Texto fuente
Una noche de diciembre le prometió al santo popular que si Central ganaba esa final de la Copa Argentina (la cuarta al hilo, con 3 derrotas previas) le iba a agradecer en sus pagos, en la lejana y calurosa Corrientes. Y así fue.

Llueve en Mercedes, Corrientes. Llueve tanto que en la estación de colectivos ya nos quedan pocos recovecos secos; llueve tanto que desde esta noche, el litoral se va a empezar a inundar. Nos acomodamos como podemos, sin quejarnos, y seguimos durmiendo, comiendo, leyendo, tomando porrón, contando historias de promesas y agradecimientos, esperando el bondi que nos lleve a casa. En algún rincón de la Terminal, queda lugar para un Gauchito y al menos una vela prendida. Siempre va a haber vela para el Gaucho este 8 de enero, como hubo ayer y habrá mañana.

El pronóstico del tiempo había anunciado lluvia para los días 7 y 8, pero en la madrugada del 7 el agua paró. Dejó el Santuario del Gauchito Gil hecho un barrial, como dicen que está todos los años, y se tomó una pausa. Volvió a largarse a la par que se escondía el sol del 8, acompañado por los gritos que precedían cualquier atisbo de silencio. ¡Qué viva el Gaucho!, grita uno, y se hace eco, y resuena, y resuena, y resuena, como mantra de agradecimiento.

Ejercicio breve A
En el texto sobre el Gauchito Gil, ¿en qué momento paró la lluvia?

Entradas de datos recopiladas
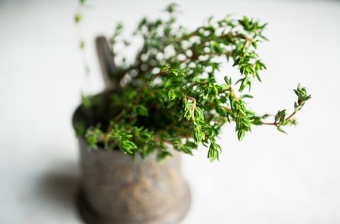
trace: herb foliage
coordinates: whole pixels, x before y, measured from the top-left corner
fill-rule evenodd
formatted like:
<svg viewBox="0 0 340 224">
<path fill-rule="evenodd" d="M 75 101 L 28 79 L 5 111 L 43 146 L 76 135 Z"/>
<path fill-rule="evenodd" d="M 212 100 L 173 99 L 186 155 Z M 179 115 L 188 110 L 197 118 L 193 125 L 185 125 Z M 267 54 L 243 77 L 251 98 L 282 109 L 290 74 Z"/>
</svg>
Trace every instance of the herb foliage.
<svg viewBox="0 0 340 224">
<path fill-rule="evenodd" d="M 143 44 L 132 63 L 115 51 L 118 44 L 130 44 L 120 40 L 123 24 L 115 27 L 110 49 L 115 58 L 123 60 L 110 74 L 115 90 L 109 103 L 118 109 L 110 112 L 106 122 L 78 128 L 89 149 L 119 148 L 132 157 L 155 152 L 162 160 L 171 154 L 167 144 L 189 155 L 203 144 L 212 162 L 222 152 L 217 139 L 226 123 L 234 123 L 239 140 L 253 125 L 271 125 L 285 132 L 283 126 L 296 123 L 294 115 L 310 99 L 300 84 L 294 90 L 298 100 L 293 112 L 288 116 L 286 110 L 278 111 L 272 123 L 265 121 L 268 115 L 251 111 L 245 101 L 252 98 L 248 93 L 251 84 L 261 81 L 260 72 L 266 69 L 256 52 L 258 44 L 267 40 L 263 34 L 266 23 L 246 16 L 211 17 L 188 32 L 177 23 L 177 5 L 170 4 L 165 11 L 167 19 L 144 18 L 139 23 L 133 35 Z M 77 13 L 76 23 L 81 16 Z M 223 58 L 238 69 L 240 77 L 232 80 L 225 76 L 219 84 L 215 76 Z M 91 101 L 83 97 L 84 106 L 91 108 Z"/>
</svg>

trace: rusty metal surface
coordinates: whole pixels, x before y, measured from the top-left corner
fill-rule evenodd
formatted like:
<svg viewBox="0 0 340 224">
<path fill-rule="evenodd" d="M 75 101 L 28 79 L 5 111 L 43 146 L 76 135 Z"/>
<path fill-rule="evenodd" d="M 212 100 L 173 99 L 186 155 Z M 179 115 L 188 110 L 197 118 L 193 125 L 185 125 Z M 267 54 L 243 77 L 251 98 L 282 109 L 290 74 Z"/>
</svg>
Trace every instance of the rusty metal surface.
<svg viewBox="0 0 340 224">
<path fill-rule="evenodd" d="M 120 150 L 88 151 L 79 139 L 80 211 L 87 223 L 175 224 L 190 206 L 180 154 L 159 163 L 154 155 L 132 161 Z"/>
</svg>

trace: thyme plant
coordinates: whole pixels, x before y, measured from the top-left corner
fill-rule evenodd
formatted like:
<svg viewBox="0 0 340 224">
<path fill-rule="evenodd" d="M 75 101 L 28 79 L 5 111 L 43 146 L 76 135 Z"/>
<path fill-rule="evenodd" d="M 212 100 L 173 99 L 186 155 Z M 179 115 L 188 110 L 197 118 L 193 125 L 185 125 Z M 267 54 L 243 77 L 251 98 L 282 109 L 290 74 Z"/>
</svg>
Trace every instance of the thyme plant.
<svg viewBox="0 0 340 224">
<path fill-rule="evenodd" d="M 122 60 L 110 74 L 114 86 L 108 103 L 110 109 L 96 125 L 76 128 L 89 149 L 119 149 L 132 157 L 156 152 L 162 159 L 171 154 L 167 144 L 189 155 L 202 144 L 212 162 L 222 152 L 217 138 L 226 123 L 234 123 L 239 140 L 253 125 L 284 132 L 283 126 L 296 123 L 294 115 L 310 99 L 300 85 L 293 112 L 278 111 L 272 122 L 246 103 L 252 98 L 251 84 L 261 82 L 260 72 L 266 69 L 256 52 L 258 44 L 267 40 L 263 34 L 266 23 L 246 16 L 211 17 L 188 31 L 178 24 L 176 9 L 176 4 L 166 7 L 166 19 L 141 20 L 133 36 L 142 45 L 132 62 L 116 51 L 117 45 L 130 44 L 120 38 L 123 26 L 116 26 L 109 43 L 114 57 Z M 232 80 L 227 75 L 217 83 L 216 75 L 228 62 L 240 76 Z M 89 110 L 101 103 L 94 97 L 84 98 L 83 103 Z"/>
</svg>

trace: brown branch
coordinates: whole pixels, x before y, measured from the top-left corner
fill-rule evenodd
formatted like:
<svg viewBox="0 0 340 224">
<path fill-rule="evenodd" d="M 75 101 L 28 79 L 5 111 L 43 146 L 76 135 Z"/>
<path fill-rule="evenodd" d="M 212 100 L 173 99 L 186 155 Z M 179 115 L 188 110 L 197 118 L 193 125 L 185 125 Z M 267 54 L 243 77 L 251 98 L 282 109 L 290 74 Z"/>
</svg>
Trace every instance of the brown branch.
<svg viewBox="0 0 340 224">
<path fill-rule="evenodd" d="M 159 77 L 161 74 L 166 74 L 168 72 L 169 72 L 168 71 L 161 71 L 157 74 L 154 74 L 150 81 L 154 81 L 154 79 L 156 79 L 156 78 Z M 145 82 L 145 83 L 142 86 L 142 88 L 138 91 L 138 94 L 137 95 L 136 101 L 135 101 L 135 105 L 137 105 L 140 103 L 140 99 L 142 98 L 142 92 L 145 90 L 145 89 L 147 87 L 147 85 L 148 85 L 148 82 Z"/>
</svg>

Ejercicio breve B
Transcribe sin cambios el tramo de las filas que va desde la línea que contiene "trace: brown branch" hasta el final de las filas, con ambos extremos incluidos.

Respuesta completa A
En la madrugada del 7.

Respuesta completa B
trace: brown branch
coordinates: whole pixels, x before y, measured from the top-left corner
fill-rule evenodd
formatted like:
<svg viewBox="0 0 340 224">
<path fill-rule="evenodd" d="M 75 101 L 28 79 L 5 111 L 43 146 L 76 135 Z"/>
<path fill-rule="evenodd" d="M 212 100 L 173 99 L 186 155 Z M 179 115 L 188 110 L 197 118 L 193 125 L 185 125 Z M 267 54 L 243 77 L 251 98 L 282 109 L 290 74 Z"/>
</svg>
Trace every instance of the brown branch.
<svg viewBox="0 0 340 224">
<path fill-rule="evenodd" d="M 159 77 L 161 74 L 166 74 L 168 72 L 169 72 L 168 71 L 161 71 L 157 74 L 154 74 L 150 81 L 154 81 L 154 79 L 156 79 L 156 78 Z M 145 82 L 145 83 L 142 86 L 142 88 L 138 91 L 138 94 L 137 95 L 136 101 L 135 101 L 135 105 L 137 105 L 140 103 L 140 99 L 142 98 L 142 92 L 145 90 L 145 89 L 147 87 L 147 85 L 148 85 L 148 82 Z"/>
</svg>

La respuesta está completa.